The lines below, beginning at the one that contains "Return a point for each instance of the dirt ground" and ending at the last, are to be retyped exactly.

─── Material shown ───

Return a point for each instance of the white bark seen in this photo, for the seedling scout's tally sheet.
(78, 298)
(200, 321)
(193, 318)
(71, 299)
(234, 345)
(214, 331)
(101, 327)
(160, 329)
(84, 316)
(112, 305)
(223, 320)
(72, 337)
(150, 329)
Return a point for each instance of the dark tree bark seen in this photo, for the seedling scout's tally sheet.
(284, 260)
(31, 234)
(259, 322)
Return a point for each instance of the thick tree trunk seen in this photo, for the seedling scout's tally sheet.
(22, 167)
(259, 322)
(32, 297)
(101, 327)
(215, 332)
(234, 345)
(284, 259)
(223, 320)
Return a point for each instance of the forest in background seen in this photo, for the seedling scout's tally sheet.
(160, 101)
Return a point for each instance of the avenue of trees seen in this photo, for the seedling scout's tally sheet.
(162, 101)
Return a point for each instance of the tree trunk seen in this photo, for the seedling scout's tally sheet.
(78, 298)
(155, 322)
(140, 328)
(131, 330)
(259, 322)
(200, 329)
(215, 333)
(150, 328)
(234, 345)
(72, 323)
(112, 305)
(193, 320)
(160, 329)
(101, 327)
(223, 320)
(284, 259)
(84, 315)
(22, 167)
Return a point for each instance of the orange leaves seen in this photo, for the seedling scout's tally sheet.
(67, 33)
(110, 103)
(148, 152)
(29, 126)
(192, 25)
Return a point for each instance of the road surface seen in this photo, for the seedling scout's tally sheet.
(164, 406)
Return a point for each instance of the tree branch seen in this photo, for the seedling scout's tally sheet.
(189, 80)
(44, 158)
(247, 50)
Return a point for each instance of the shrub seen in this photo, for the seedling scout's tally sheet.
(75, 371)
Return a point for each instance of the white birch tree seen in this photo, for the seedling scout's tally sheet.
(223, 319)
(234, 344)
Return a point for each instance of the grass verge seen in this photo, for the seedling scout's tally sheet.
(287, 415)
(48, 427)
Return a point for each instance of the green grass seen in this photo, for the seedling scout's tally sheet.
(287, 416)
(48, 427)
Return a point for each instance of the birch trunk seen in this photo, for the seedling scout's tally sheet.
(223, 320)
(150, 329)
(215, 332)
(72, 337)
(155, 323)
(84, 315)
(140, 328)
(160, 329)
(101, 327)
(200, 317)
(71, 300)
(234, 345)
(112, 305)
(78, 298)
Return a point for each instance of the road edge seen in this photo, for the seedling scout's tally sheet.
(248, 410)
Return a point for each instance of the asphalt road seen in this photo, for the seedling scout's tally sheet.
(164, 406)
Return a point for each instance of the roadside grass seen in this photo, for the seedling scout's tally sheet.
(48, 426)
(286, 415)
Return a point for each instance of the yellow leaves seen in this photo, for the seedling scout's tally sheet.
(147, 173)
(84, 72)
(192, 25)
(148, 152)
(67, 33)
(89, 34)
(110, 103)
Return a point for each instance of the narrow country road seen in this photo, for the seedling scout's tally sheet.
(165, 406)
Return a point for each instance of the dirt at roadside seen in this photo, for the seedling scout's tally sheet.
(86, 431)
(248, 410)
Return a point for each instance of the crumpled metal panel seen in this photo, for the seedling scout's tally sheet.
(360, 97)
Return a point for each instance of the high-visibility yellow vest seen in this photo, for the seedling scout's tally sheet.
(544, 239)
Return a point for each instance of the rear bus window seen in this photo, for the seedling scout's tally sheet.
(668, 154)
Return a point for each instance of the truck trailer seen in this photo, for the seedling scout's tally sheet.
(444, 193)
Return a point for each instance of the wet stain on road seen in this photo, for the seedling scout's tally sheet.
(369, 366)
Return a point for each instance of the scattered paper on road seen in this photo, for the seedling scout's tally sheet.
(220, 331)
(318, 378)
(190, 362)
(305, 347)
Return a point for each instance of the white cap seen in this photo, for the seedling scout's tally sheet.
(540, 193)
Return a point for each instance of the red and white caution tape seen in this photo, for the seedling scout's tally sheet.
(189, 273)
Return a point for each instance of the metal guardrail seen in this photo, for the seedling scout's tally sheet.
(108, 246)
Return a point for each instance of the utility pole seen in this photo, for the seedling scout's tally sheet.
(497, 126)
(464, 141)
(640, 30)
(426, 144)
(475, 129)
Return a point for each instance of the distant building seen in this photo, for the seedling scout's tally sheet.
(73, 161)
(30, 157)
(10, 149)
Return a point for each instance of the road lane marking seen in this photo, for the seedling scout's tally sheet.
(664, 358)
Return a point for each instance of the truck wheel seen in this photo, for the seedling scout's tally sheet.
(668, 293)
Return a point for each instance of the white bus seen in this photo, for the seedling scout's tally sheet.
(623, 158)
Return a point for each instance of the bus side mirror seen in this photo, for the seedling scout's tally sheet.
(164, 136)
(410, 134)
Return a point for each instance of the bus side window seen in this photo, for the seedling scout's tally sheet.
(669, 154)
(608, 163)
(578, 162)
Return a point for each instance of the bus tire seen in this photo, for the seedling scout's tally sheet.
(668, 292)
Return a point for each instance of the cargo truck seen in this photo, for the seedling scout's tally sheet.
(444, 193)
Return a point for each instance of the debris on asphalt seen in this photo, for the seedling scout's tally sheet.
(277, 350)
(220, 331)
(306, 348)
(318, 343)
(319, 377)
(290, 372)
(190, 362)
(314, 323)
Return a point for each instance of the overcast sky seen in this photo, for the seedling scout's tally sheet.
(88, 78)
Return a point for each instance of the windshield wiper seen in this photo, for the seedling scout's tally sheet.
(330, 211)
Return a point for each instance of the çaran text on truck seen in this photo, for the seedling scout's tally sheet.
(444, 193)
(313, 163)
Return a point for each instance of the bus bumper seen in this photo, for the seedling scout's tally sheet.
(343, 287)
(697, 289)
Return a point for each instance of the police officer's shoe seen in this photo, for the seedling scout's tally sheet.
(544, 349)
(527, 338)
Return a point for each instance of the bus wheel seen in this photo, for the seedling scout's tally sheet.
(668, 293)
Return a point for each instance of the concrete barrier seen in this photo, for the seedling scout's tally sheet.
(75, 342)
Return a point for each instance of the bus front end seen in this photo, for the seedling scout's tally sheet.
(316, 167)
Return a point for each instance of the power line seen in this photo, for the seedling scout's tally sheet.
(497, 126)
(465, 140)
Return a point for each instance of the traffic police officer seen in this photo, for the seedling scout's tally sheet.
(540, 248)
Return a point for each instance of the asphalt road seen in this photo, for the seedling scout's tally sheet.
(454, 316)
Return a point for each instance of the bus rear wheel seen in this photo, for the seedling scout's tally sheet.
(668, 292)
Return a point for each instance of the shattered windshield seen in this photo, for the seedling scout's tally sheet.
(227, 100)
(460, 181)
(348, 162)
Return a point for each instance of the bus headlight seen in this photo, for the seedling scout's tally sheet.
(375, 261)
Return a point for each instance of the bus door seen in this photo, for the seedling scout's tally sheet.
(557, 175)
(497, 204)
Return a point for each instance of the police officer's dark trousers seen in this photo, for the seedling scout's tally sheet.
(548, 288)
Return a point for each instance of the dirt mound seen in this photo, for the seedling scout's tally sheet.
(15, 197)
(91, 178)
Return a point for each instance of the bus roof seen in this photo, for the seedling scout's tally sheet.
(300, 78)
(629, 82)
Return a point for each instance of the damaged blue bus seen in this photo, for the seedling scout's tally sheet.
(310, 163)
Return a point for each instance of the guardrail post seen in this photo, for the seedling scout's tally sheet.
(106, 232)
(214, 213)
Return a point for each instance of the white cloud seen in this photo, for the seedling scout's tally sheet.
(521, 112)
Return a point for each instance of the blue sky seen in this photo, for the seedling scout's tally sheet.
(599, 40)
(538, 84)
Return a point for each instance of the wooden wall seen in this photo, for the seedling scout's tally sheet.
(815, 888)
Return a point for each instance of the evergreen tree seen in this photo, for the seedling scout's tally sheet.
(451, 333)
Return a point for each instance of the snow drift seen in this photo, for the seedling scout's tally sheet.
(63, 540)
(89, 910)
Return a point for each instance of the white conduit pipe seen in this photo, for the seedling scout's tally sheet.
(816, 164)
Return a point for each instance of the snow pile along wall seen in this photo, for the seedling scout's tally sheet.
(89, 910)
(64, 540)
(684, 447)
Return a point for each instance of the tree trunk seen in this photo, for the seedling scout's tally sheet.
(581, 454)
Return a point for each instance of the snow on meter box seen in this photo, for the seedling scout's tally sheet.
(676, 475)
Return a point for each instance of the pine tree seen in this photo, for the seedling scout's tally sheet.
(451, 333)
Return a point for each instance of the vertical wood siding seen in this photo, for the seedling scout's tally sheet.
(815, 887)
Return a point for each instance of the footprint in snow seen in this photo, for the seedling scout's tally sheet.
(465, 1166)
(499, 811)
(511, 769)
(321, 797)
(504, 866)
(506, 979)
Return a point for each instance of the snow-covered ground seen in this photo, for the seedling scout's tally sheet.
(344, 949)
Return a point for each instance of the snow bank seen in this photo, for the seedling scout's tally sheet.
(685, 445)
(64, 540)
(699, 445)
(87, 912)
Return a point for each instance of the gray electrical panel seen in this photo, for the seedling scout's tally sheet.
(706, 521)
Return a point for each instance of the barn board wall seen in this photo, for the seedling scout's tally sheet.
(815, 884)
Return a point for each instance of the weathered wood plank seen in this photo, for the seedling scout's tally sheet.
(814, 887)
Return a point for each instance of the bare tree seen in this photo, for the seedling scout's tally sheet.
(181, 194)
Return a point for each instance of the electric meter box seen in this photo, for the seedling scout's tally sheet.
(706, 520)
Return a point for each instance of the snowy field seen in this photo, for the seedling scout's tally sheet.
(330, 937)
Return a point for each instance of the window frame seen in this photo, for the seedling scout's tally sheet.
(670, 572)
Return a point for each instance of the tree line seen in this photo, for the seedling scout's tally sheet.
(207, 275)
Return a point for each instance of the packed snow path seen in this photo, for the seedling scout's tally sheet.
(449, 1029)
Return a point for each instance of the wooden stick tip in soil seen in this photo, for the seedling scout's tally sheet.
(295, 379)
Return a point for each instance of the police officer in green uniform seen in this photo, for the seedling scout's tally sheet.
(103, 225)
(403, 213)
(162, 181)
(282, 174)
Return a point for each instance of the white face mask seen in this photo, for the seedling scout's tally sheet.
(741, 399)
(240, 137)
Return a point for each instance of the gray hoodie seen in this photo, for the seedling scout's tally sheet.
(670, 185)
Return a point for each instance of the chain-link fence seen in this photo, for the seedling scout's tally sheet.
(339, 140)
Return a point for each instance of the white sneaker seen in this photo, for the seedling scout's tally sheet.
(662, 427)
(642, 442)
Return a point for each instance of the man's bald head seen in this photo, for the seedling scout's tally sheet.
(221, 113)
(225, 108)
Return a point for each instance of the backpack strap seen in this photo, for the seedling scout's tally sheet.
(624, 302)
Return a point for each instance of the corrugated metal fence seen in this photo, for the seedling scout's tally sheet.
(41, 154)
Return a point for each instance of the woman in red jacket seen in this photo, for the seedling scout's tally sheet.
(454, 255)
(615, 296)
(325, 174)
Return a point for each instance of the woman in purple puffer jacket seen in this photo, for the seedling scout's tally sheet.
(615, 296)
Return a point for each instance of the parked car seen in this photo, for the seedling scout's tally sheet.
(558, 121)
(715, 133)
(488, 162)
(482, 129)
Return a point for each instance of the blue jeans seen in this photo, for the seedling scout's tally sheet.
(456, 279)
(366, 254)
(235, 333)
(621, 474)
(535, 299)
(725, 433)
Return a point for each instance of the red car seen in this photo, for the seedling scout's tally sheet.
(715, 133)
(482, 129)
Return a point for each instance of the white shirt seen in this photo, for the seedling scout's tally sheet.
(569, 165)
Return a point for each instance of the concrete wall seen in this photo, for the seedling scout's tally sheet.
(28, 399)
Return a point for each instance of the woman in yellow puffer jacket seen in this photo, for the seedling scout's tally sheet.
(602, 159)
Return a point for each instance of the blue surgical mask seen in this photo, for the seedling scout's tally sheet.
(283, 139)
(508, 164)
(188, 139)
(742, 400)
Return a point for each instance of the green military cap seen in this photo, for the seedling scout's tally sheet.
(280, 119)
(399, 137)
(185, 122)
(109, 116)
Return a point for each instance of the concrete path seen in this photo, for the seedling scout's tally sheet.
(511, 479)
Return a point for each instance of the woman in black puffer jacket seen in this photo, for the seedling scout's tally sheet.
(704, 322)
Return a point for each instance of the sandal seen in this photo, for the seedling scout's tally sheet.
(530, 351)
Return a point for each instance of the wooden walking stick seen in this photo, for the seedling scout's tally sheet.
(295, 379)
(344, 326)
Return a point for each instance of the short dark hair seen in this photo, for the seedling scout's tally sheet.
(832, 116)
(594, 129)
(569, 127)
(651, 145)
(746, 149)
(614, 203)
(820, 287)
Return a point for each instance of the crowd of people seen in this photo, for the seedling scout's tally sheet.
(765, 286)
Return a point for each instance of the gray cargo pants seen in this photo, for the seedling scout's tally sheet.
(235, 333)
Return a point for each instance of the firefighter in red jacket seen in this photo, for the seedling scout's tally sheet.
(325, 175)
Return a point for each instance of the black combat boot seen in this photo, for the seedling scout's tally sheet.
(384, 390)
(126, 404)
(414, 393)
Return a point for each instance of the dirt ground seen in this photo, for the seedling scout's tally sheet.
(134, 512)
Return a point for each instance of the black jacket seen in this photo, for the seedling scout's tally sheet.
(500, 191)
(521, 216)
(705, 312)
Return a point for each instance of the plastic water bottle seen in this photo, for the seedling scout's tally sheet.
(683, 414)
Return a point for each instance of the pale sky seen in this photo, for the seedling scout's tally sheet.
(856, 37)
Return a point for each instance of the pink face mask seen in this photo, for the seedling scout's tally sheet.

───

• Exercise solution
Return a point for each instance of the dirt ground seen in this photo, for the seedling scout's tally sheet.
(134, 512)
Return a point for each instance of the black jacket seen in this photo, for the seedling scout's tally sheet.
(500, 191)
(521, 216)
(705, 312)
Return a point for each instance of the plastic water bottle seen in this photo, for the seedling scout's tally sheet.
(683, 414)
Return a point for each instance of the pale sky seen in this photo, for the seedling scout's tally sheet.
(856, 37)
Return a point for each instance of the pink face mask seen in this photo, for the seedling scout's tally sheet.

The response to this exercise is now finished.